(EXTRAIT)
------

4. En conséquence, il convient d'annuler le jugement attaqué en tant qu'il rejette au fond les conclusions de la société BTSG2 tendant à ce que la justice administrative règle directement le litige l'opposant à la commune de Nice et à la condamnation de cette dernière à lui verser la somme de 1 898 656 euros, et de statuer immédiatement sur ces conclusions par la voie de l'évocation pour les rejeter comme portées devant une juridiction incompétente pour en connaître.

Sur la légalité de l'avis du 19 décembre 2017 de la chambre régionale des comptes Provence-Alpes-Côte d'Azur :

5. Les deux premiers alinéas de l'article L. 1612-15 du code général des collectivités territoriales prévoient que : " Ne sont obligatoires pour les collectivités territoriales que les dépenses nécessaires à l'acquittement des dettes exigibles et les dépenses pour lesquelles la loi l'a expressément décidé. / La chambre régionale des comptes saisie, soit par le représentant de l'Etat dans le département, soit par le comptable public concerné, soit par toute personne y ayant intérêt, constate qu'une dépense obligatoire n'a pas été inscrite au budget ou l'a été pour une somme insuffisante. Elle opère cette constatation dans le délai d'un mois à partir de sa saisine et adresse une mise en demeure à la collectivité territoriale concernée. "

------

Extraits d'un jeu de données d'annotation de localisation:
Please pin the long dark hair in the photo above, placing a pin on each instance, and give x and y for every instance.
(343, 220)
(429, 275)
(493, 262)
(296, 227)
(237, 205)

------

(CONSIGNES À TRAITER)
[a] D'après l'extrait, dans quel délai la chambre régionale des comptes doit-elle constater qu'une dépense obligatoire n'a pas été inscrite au budget ?
[b] Recopiez à l'identique la partie de l'extrait qui commence par les mots contenant « 4. En conséquence, il » et se termine par « pour en connaître. ».

(RÉSULTATS FINAUX)
[a] Dans le délai d'un mois à partir de sa saisine.

[b]
4. En conséquence, il convient d'annuler le jugement attaqué en tant qu'il rejette au fond les conclusions de la société BTSG2 tendant à ce que la justice administrative règle directement le litige l'opposant à la commune de Nice et à la condamnation de cette dernière à lui verser la somme de 1 898 656 euros, et de statuer immédiatement sur ces conclusions par la voie de l'évocation pour les rejeter comme portées devant une juridiction incompétente pour en connaître.